Those experiments suggest that the existential questions raised in Open Problem 5 should have a positive answer, but there are no proofs in sight for any of those problems.

A sedimentary polynomial is a polynomial over $$\mathbb{F}_{q}$$ of the form $$f(x) = x^{n} + g(x)$$ with g of degree close to logqn.

Open Problem 6

Prove that for every positive integer n, there exists a polynomial g of degree at most logqn + 3 such that$$f(x) = x^{n} + g(x)$$is irreducible over$$\mathbb{F}_{q}$$.

These polynomials have been used, for example, by Coppersmith [12] to represent elements in $$\mathbb{F}_{2^{n}}$$ in a subexponential algorithm for discrete logarithm computations in finite fields. Again, experiments [27] seem to imply the existence of sedimentary polynomials as stated in Open Problem 6, but no proof of this fact is available at this time.

3.3 Reducibility of Low-Weight Polynomials

Swan [58] characterizes the parity of the number of irreducible factors of a trinomial over $$\mathbb{F}_{2}$$ relating it to the discriminant of the trinomial (due to Pellet and Stickelberger). Obviously, if the number of irreducible factors of a polynomial is even, the trinomial is then reducible.

In principle one could use this to provide reducibility conditions. However there is a main problem with this approach: the calculation of the discriminant of the polynomial is hard even when the polynomial has a moderate number of terms.

We exemplify in the following a typical result in this area.

Theorem 1 ([58])
+ + +
### Set of tasks
(a) In the passage on irreducible polynomials, copy out the part that opens with the words containing "In principle one" and closes with "Theorem 1 ([58])", changing "discriminant" to "resultant".
(b) According to the passage on irreducible polynomials, what does Swan relate the parity of the number of irreducible factors of a trinomial over the field with two elements to?
(c) Pick up the passage on irreducible polynomials where it stops and keep writing it.

Outline annotation records:
+ + +
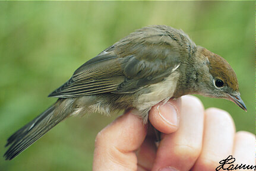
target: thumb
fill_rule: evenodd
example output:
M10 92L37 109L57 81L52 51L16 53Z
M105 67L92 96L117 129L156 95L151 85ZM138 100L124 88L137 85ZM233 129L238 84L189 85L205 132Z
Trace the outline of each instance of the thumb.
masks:
M141 119L128 111L97 135L93 170L136 170L134 151L143 142L146 126Z
M175 132L179 126L181 104L181 98L178 98L152 107L148 113L148 119L152 125L163 133Z

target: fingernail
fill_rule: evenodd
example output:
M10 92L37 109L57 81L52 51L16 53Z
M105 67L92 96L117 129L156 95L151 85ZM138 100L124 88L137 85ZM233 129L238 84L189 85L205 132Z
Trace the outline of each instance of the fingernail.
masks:
M178 124L178 112L176 107L170 102L157 106L159 115L167 124L173 126L177 126Z
M179 171L179 170L177 170L173 167L169 166L165 168L160 169L159 170L158 170L158 171Z

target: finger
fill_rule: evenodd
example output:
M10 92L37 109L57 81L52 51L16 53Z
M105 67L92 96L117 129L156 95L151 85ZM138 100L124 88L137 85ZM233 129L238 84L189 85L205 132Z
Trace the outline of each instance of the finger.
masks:
M174 168L189 170L200 154L204 107L198 99L192 96L185 96L181 101L179 129L175 132L163 135L152 170L176 170Z
M141 145L147 130L141 119L131 113L118 118L97 135L93 170L137 169L134 151Z
M176 131L179 122L180 98L160 103L151 109L148 119L156 129L161 132L170 134Z
M155 139L147 136L137 151L138 170L151 170L156 158Z
M235 166L241 164L252 167L255 165L255 135L248 132L239 131L235 134L233 157L236 160L235 163L232 163ZM252 168L252 169L255 170L255 167ZM241 170L244 170L244 169L241 169Z
M235 132L233 119L227 112L207 109L202 151L193 170L215 170L219 162L232 154Z

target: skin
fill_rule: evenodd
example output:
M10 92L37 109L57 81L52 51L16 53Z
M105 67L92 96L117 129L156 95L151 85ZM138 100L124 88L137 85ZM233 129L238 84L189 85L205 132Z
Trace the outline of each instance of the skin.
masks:
M255 165L254 135L236 132L230 114L205 110L194 96L150 110L150 122L163 133L158 148L151 126L135 112L127 111L98 134L93 170L215 170L229 155L237 164Z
+ + +
### Expected answers
(a)
In principle one could use this to provide reducibility conditions. However there is a main problem with this approach: the calculation of the resultant of the polynomial is hard even when the polynomial has a moderate number of terms.

We exemplify in the following a typical result in this area.

Theorem 1 ([58])

(b) The discriminant of the trinomial.

(c)
Let n > k > 0. Assume precisely one of n,k is odd. Then if r is the number of irreducible factors of$$f(x) = x^{n} + x^{k} + 1 \in \mathbb{F}_{2}[x]$$, then r is even in the following cases:
• n even, k odd, n ≠ 2k and$$nk/2 \equiv 0,1\ (\mbox{ mod}\ 4)$$;

• n odd, k even, $$k \nmid 2n$$and$$n \equiv 3,5\ (\mbox{ mod}\ 8)$$;

• n odd, k even, $$k\mid 2n$$and$$n \equiv 1,7\ (\mbox{ mod}\ 8)$$.

In other cases f has an odd number of factors.

The case where n and k are both odd can be covered using that the reverse of f has the same number of irreducible factors. If both n and k are even the trinomial is a square and has an even number of irreducible factors.

The next is an important practical consequence that asserts that there are no irreducible trinomials over $$\mathbb{F}_{2}$$ for the usual computer word sizes.

Corollary 1

There are no irreducible trinomials over$$\mathbb{F}_{2}$$with degree a multiple of 8.

By now, over $$\mathbb{F}_{2}$$, we know the reducibility of few pentanomials, but not if irreducible pentanomials exist for all degrees. Over $$\mathbb{F}_{q},q > 2$$, we know when binomials are reducible; we also have partial results for trinomials and tetranomials, as well as for some very special type of polynomials; see Sects. 3.4 and 3.5 in [50].

Open Problem 7

Give new reducibility results for low-weight polynomials over finite fields.

It would also be interesting to study the distribution of the discriminant for random polynomials over finite fields.

Open Problem 8

Give expected value and distributional studies for the discriminant of a random polynomial over a finite field.

Low-weight polynomials have several applications; see Sect. 14.9 of [50]. We only comment here on two of those. Consider a maximum-length shift-register sequence generated by a primitive polynomial f over a finite field. The set of its subintervals is a linear code whose dual code is formed by all polynomials divisible by f [51]. Since the minimum weight of a dual code is directly related to the strength of the corresponding orthogonal array [3], one can produce orthogonal arrays by studying divisibility of polynomials with low weight. (For information on orthogonal arrays, we refer to the book [33].)

To obtain orthogonal arrays of larger strength t (equivalently dual codes of minimum weight t + 1), we need conditions on when a low-weight polynomial divides another (low) t-weight polynomial. At this moment, we only know conditions for divisibility of trinomials and pentanomials over $$\mathbb{F}_{2}$$, and some similar cases over $$\mathbb{F}_{3}$$.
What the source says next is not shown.